The data

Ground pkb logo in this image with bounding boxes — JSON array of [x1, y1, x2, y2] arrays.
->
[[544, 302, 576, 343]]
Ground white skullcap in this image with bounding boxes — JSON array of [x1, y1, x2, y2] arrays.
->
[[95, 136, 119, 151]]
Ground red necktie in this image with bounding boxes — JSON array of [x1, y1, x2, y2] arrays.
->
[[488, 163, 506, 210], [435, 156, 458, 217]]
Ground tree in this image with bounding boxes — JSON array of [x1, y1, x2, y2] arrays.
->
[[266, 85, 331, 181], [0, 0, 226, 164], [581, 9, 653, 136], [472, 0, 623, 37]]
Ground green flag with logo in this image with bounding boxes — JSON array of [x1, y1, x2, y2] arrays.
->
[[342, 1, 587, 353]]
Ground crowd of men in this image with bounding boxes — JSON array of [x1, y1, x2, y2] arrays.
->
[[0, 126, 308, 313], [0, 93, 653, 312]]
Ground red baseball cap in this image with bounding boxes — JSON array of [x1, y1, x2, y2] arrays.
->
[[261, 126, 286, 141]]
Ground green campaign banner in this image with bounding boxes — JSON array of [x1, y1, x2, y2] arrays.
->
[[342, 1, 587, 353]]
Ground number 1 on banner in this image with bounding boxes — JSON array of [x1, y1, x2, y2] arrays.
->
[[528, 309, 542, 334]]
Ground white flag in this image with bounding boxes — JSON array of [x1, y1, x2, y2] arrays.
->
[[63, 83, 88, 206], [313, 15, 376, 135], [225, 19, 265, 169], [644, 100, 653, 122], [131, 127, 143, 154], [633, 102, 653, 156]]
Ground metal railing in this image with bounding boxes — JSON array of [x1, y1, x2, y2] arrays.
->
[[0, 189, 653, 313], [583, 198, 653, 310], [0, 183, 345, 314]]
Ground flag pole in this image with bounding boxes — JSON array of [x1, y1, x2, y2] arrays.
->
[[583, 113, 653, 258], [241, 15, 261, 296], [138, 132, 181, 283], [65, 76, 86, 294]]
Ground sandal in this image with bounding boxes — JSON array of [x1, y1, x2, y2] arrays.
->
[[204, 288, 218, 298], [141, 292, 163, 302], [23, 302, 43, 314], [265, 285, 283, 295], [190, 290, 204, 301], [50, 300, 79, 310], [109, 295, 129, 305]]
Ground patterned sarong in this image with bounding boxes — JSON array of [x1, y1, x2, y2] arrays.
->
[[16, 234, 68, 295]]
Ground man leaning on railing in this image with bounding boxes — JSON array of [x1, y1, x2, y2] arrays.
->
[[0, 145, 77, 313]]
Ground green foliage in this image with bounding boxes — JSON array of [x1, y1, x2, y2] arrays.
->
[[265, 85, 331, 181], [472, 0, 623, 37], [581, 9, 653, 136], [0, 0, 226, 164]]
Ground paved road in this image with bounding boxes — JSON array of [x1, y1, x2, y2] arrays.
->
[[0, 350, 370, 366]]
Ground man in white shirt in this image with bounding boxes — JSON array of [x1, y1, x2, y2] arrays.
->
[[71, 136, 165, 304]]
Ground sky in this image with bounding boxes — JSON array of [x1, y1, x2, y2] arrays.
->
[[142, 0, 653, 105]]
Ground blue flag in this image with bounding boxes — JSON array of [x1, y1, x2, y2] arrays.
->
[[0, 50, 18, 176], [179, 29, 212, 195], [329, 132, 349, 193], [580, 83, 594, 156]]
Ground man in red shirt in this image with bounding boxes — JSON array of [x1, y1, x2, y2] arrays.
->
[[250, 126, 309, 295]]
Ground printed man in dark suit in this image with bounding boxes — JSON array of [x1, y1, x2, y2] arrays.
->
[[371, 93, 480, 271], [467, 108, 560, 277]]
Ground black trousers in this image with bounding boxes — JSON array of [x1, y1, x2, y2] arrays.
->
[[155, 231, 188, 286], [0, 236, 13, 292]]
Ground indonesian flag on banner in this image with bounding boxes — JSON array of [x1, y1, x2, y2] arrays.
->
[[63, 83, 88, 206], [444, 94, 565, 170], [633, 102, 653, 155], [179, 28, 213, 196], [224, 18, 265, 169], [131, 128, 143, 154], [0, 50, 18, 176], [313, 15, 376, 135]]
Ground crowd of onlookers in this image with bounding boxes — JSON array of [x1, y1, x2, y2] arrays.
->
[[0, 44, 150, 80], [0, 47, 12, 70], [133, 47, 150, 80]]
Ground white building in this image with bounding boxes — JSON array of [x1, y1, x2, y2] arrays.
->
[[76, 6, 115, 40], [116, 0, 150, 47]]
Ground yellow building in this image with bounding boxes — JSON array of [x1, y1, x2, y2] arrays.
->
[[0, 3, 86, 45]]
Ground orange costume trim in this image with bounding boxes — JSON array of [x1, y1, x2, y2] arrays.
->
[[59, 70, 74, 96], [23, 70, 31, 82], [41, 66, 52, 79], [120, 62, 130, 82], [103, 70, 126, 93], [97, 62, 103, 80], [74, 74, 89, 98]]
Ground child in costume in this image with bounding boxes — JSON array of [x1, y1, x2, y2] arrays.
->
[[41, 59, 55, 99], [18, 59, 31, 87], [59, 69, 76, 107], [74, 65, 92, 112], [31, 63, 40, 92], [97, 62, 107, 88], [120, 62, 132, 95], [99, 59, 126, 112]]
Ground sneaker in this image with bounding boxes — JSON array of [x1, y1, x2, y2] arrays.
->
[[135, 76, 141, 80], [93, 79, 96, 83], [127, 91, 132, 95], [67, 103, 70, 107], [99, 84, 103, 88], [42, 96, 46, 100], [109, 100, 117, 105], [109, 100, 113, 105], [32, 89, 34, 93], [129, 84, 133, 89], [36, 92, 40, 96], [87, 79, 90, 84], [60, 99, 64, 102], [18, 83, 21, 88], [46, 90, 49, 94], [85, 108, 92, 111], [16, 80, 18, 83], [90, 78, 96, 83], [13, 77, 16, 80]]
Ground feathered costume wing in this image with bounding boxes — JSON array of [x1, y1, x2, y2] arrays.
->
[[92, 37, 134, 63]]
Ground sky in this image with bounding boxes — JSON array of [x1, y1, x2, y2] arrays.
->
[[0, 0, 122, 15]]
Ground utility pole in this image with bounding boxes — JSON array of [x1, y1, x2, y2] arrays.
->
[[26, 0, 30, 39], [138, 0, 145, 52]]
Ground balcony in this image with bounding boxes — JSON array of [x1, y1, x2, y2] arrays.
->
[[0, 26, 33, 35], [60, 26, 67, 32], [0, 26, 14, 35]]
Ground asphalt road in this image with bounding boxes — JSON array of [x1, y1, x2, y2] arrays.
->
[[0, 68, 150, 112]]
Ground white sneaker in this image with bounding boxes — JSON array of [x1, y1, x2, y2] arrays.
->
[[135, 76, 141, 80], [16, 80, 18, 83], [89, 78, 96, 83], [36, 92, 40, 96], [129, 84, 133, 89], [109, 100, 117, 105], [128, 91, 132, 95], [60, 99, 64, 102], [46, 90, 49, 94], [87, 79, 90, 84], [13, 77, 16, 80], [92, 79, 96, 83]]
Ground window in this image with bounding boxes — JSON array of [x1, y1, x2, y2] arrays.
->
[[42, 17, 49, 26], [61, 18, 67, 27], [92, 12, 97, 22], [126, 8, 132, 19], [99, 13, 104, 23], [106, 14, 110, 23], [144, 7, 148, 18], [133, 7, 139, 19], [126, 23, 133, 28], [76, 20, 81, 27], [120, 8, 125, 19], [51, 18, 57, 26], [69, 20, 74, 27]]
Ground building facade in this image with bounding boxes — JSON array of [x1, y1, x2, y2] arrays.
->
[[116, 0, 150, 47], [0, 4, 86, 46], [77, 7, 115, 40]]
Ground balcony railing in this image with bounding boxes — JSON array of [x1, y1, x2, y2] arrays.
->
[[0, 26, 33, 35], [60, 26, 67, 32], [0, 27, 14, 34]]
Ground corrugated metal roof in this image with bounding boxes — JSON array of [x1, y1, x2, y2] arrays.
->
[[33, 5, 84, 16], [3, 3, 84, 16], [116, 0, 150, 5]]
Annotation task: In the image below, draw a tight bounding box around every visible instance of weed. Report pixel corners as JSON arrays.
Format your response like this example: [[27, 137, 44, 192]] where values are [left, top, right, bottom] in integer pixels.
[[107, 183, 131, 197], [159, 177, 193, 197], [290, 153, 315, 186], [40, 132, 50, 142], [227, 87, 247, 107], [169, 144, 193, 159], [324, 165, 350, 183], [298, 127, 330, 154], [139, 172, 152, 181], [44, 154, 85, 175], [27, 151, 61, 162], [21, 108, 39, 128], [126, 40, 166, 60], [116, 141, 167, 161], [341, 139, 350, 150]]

Description of the task
Pick out every line above that contains the word "railing", and copy each one in full. Case counts.

The output
Ground metal railing in this image with bounding boxes — JSON array of [x1, y1, x2, y2] arrays.
Ground man leaning on railing in this image with bounding boxes — JSON array of [x1, y1, x2, y2] arrays.
Ground balcony railing in this image with bounding boxes — JSON array of [x1, y1, x2, y2] arrays.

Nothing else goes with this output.